• INSTRUCTIONS TO FOLLOW
Reproduce each of the lines below verbatim, omitting the pictures from your reply.

• WORKING DATA
****************************************

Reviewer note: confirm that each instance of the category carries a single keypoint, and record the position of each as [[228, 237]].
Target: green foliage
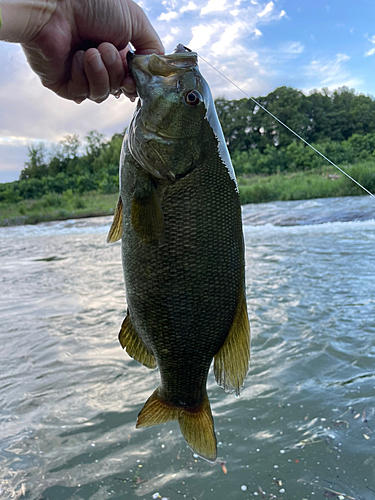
[[340, 124]]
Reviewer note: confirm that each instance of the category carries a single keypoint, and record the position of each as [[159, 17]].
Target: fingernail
[[109, 56], [95, 62]]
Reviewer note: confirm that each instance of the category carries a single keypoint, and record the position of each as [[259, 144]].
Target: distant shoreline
[[255, 189]]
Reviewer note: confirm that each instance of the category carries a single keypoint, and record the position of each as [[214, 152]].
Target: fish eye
[[193, 98]]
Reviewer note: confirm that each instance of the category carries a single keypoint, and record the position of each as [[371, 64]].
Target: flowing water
[[304, 427]]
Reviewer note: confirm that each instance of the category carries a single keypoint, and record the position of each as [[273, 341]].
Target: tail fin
[[196, 426]]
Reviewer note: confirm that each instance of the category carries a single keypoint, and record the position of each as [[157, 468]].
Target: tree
[[36, 167]]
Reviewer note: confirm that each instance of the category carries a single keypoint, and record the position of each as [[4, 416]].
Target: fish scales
[[183, 256]]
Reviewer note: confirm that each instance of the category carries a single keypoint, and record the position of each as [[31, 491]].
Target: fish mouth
[[181, 60]]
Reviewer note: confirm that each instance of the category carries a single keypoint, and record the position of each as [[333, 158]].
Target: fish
[[179, 219]]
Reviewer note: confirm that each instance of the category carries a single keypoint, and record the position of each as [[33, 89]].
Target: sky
[[260, 45]]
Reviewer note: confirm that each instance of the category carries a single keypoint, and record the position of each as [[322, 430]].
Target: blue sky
[[258, 44]]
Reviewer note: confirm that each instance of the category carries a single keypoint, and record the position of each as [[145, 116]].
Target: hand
[[56, 52]]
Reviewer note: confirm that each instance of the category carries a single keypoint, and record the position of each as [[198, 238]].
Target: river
[[304, 426]]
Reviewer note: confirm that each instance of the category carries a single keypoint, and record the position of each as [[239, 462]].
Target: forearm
[[21, 20]]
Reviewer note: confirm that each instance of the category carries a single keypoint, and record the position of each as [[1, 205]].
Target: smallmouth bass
[[179, 218]]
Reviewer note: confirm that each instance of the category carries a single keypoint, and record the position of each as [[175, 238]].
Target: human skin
[[78, 48]]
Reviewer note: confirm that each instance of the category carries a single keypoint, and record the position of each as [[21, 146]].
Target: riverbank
[[254, 189], [57, 207]]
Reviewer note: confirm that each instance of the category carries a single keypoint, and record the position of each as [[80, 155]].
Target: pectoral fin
[[133, 345], [231, 363], [196, 425], [115, 232], [147, 217]]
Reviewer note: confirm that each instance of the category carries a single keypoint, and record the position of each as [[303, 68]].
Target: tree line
[[341, 124]]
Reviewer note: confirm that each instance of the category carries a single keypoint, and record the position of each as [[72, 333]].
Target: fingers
[[127, 84], [78, 86], [97, 73], [104, 71]]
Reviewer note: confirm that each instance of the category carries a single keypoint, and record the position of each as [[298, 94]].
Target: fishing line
[[286, 126]]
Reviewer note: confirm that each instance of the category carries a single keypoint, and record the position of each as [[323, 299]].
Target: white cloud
[[201, 36], [330, 73], [214, 6], [33, 113], [267, 9], [371, 51], [292, 48], [190, 6], [224, 46], [168, 16]]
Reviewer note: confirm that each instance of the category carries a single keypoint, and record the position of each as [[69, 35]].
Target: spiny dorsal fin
[[232, 361], [134, 346], [147, 218], [115, 232], [197, 426]]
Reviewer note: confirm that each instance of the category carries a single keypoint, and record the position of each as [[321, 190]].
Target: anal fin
[[196, 425], [231, 363], [134, 346], [115, 232]]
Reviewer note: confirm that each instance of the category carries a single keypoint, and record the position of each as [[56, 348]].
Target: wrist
[[21, 20]]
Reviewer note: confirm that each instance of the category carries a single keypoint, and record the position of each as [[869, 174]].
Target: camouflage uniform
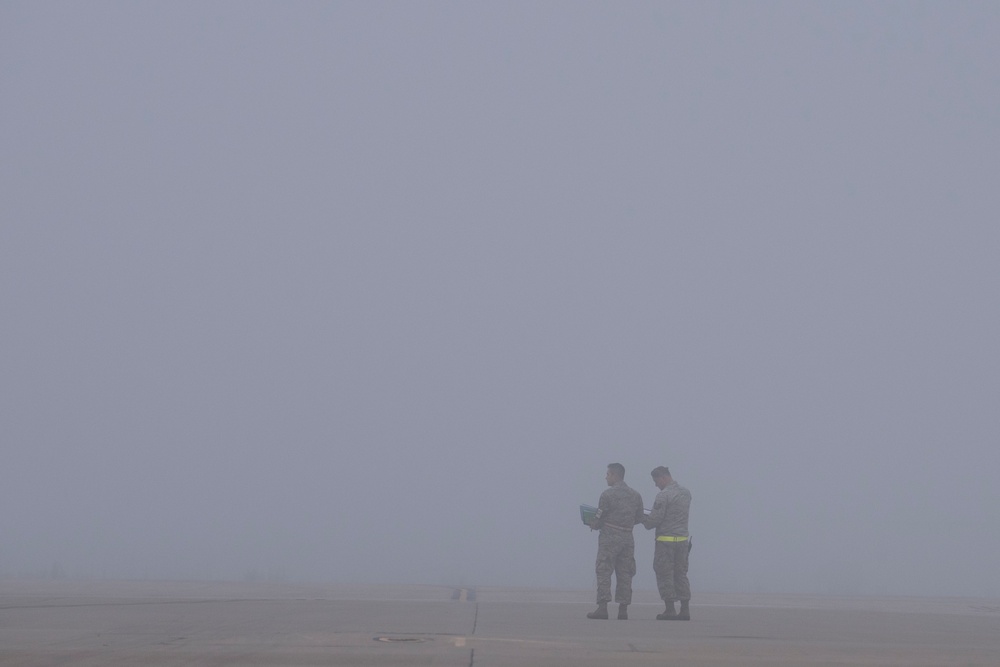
[[620, 508], [670, 559]]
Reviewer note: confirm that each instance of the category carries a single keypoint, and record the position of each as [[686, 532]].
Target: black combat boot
[[668, 614], [600, 612]]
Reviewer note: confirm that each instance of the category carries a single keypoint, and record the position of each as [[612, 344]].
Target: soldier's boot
[[600, 612], [668, 614]]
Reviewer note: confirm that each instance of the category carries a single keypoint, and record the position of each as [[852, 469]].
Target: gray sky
[[375, 291]]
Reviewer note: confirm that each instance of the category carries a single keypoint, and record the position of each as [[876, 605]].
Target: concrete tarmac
[[90, 623]]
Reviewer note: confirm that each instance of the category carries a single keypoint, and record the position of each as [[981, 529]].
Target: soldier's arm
[[655, 516], [603, 505]]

****************************************

• WRITTEN RESPONSE
Reviewer note: confirm that each instance of the category carries a single keypoint, and record the position of each as [[228, 237]].
Target: green foliage
[[340, 124]]
Reviewer note: confirm that each instance of the category carries a single keypoint, and record the position of each as [[159, 17]].
Target: fingernail
[[109, 56], [95, 62]]
Reviewer note: confirm that each instance of the category carries a single keypoint, and record the position of each as [[259, 144]].
Target: distant shoreline
[[255, 189]]
Reviewer note: confirm that each instance of the category carries a single keypoint, and record the position of each as [[214, 152]].
Target: fish eye
[[193, 98]]
Reviewer note: confirm that each instance of the category carries a single keypoint, and record the position of each as [[371, 64]].
Target: flowing water
[[304, 427]]
Reviewer note: confirm that each instance of the category carries a single keypoint, and record the position of each as [[273, 341]].
Target: tail fin
[[196, 426]]
Reviewer note: confirm that each instance of the category carries a single keypoint, and record the position of each as [[157, 468]].
Target: tree
[[36, 167]]
Reviewer note: confirm that each instance of the category carries a single keypoint, and record the position of each as [[4, 416]].
Target: fish scales
[[183, 256]]
Reviewer note: confirm that each instance of the category carries a single keypoint, and record the position of each as [[31, 491]].
Target: fish mouth
[[181, 60]]
Reviewer note: confirm that each instance of the category carries a single keypoint, and record the position of each as [[333, 158]].
Target: fish
[[179, 219]]
Reviewer note: confirm that each instance of the category carries a single keypoint, and record the position of each as [[33, 89]].
Target: sky
[[260, 45]]
Reviewer note: confirm that each instance of the category carries a single keypoint, and record the position of each as [[322, 430]].
Target: blue sky
[[258, 44]]
Reviewer note: confirm that each instance of the category carries a single keypoint, and record the position of each as [[145, 116]].
Target: hand
[[56, 52]]
Reviewer note: confirm that each instance of the category carries a single keypoint, and record the position of each as [[198, 238]].
Target: river
[[304, 426]]
Reviewer note: confirm that each instance of the category carries a single keypoint, and record the position of each as [[239, 462]].
Target: forearm
[[21, 20]]
Reviewer note: confirm that each instance of the category carries a single keypoint, and record the position of each as [[1, 205]].
Target: smallmouth bass
[[179, 218]]
Reviewer note: confirm that each instance of the category carries a single keypoint, and record the position of each as [[175, 238]].
Target: human skin
[[78, 48]]
Reviewer note: confirm that each instance of the category carries a single keypoint, and record the position of each as [[21, 146]].
Target: riverbank
[[254, 189], [57, 207]]
Reviewer note: confirm that each instance of the category carries a single keypoint, and record the position of each as [[80, 155]].
Target: pectoral fin
[[133, 345], [231, 363], [196, 425], [115, 232], [147, 217]]
Reviewer note: confirm that each instance of the category carries a single keypoint, and record the position of each as [[303, 68]].
Target: tree line
[[341, 124]]
Reviewer note: confirm that each instance of the category carries a single keypoint, and record the position of each as [[72, 333]].
Target: fingers
[[127, 84], [78, 86], [97, 73], [104, 71]]
Reviewer note: confirm that each instance of the category carries a single keypoint, and record the position of each as [[298, 94]].
Target: fishing line
[[286, 126]]
Reviewer note: confirm that each instance of the category carries a single keypoint, and record the position of each as [[323, 299]].
Target: white cloud
[[201, 36], [330, 73], [214, 6], [33, 113], [267, 9], [371, 51], [292, 48], [190, 6], [224, 46], [168, 16]]
Reviewer note: confirm that each instance of the category carries a single keypoint, and record the position of each as [[69, 35]].
Target: spiny dorsal fin
[[232, 361], [134, 346], [147, 218], [115, 232], [197, 426]]
Reviewer note: confirm that each instance of the category carries a single keypoint, and record the position of each as [[321, 190]].
Target: anal fin
[[196, 425], [231, 363], [134, 346], [115, 232]]
Reviewer note: confirm that each instance of the category carries a single keypoint, and record the position of each as [[56, 348]].
Target: wrist
[[21, 20]]
Reviewer note: confirm that each instance of the category carries a single keypoint, and record the position of each as [[869, 174]].
Target: camouflage uniform
[[620, 508], [670, 559]]
Reviewer note: confirm that each instance of the category carries a single keypoint, and record the position of each as [[686, 532]].
Target: black combat boot
[[668, 614], [600, 612]]
Reviewer note: confirm that each instance of the category carries a single keypoint, and record the position of each as [[612, 344]].
Target: soldier's boot
[[600, 612], [668, 614]]
Reviewer note: confirm that each instance of the category carries a single keypoint, and record the position of each as [[852, 469]].
Target: gray sky
[[375, 291]]
Reviewer note: confirm that each instance of the category carries a single keypoint, and record the position of each as [[876, 605]].
Target: concrete tarmac
[[90, 623]]
Reviewer note: confirm that each instance of the category carries a single keypoint, and record the position of each as [[981, 529]].
Target: soldier's arm
[[655, 516], [603, 505]]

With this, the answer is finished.